[Records]
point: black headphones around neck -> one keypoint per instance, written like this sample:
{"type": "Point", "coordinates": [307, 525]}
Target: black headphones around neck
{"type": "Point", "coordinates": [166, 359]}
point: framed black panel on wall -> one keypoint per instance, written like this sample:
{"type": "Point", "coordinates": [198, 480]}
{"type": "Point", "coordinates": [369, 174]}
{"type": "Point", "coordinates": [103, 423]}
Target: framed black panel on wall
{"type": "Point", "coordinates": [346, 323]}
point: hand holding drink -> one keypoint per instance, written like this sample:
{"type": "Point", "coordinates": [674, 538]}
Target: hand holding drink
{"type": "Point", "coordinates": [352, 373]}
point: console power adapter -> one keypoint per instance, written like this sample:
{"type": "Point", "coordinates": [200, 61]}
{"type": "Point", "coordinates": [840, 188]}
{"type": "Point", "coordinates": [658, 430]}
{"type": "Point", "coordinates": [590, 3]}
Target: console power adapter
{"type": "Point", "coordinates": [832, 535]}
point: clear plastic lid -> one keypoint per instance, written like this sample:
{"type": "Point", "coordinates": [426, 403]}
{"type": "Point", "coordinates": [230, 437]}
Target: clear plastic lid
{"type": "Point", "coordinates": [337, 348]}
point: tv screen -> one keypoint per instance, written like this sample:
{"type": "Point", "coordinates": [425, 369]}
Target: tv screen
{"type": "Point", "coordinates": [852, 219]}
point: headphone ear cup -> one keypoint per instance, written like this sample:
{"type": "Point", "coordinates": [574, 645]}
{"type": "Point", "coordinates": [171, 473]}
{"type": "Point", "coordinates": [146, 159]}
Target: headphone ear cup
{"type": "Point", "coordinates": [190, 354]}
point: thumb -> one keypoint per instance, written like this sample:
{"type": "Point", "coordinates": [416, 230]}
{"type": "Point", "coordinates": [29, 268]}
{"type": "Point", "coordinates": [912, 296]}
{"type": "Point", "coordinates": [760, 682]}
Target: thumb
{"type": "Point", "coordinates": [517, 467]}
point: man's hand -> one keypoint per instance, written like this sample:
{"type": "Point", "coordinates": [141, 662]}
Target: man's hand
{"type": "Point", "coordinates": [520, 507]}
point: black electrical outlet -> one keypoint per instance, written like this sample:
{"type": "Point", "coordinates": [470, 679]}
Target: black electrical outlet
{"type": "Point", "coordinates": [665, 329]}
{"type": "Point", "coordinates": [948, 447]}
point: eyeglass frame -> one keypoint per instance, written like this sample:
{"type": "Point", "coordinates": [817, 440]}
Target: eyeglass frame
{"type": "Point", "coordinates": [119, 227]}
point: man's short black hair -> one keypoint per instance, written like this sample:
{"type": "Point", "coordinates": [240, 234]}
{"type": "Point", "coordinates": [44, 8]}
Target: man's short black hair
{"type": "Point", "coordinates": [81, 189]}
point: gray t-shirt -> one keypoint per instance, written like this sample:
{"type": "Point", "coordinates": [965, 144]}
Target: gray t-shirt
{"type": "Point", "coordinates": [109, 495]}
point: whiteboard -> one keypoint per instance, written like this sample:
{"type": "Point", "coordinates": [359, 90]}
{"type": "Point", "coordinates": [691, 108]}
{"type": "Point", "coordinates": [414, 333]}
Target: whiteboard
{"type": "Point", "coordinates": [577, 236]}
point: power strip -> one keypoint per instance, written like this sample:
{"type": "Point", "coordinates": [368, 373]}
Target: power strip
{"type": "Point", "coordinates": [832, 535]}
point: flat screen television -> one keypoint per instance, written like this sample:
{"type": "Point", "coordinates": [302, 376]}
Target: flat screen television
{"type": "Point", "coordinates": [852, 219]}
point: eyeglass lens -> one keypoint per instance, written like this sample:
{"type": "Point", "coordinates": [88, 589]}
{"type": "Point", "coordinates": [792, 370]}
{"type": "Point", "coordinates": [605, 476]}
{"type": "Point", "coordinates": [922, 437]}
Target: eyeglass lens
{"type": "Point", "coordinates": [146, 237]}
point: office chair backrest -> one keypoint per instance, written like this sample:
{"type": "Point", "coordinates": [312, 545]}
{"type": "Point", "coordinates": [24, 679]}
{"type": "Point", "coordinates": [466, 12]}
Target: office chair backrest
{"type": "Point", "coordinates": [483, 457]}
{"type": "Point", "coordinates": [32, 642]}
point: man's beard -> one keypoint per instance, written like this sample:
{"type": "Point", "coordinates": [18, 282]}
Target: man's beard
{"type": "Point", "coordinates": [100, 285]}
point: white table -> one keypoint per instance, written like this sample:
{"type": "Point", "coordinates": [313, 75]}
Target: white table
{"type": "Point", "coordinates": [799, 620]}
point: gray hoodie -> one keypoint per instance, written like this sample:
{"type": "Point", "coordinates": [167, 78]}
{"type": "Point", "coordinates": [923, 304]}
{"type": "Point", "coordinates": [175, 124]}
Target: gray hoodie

[Exercise directions] Please give the records again from the line containing "point: power strip" through the end of the records, requests included, scaling every point coordinate in the answers by 1.8 and rounding to whole numbers, with halves rounded up. Leave the numbers in the requests and their format samples unchanged.

[Task answer]
point: power strip -> one keypoint per instance, written like this sample:
{"type": "Point", "coordinates": [368, 373]}
Target: power strip
{"type": "Point", "coordinates": [1498, 963]}
point: flat screen television -> one keypoint per instance, written like this sample:
{"type": "Point", "coordinates": [302, 376]}
Target: flat screen television
{"type": "Point", "coordinates": [1534, 394]}
point: eyeglass lens -> one keypoint per instance, written like this sample:
{"type": "Point", "coordinates": [88, 589]}
{"type": "Point", "coordinates": [792, 370]}
{"type": "Point", "coordinates": [605, 476]}
{"type": "Point", "coordinates": [922, 437]}
Target: eyeglass lens
{"type": "Point", "coordinates": [263, 427]}
point: office chair backrest -> one keypoint per instance, written like this sample:
{"type": "Point", "coordinates": [312, 545]}
{"type": "Point", "coordinates": [24, 679]}
{"type": "Point", "coordinates": [466, 12]}
Target: office chair backrest
{"type": "Point", "coordinates": [869, 823]}
{"type": "Point", "coordinates": [58, 1156]}
point: man's beard -> one keypoint per instance, written like this sample:
{"type": "Point", "coordinates": [18, 282]}
Target: man's beard
{"type": "Point", "coordinates": [180, 513]}
point: white table -> one keypoint per instance, written like this sample:
{"type": "Point", "coordinates": [313, 75]}
Target: white table
{"type": "Point", "coordinates": [1438, 1116]}
point: gray hoodie -> one keypoint per instance, written like this sample:
{"type": "Point", "coordinates": [167, 78]}
{"type": "Point", "coordinates": [923, 304]}
{"type": "Point", "coordinates": [175, 124]}
Target: gray hoodie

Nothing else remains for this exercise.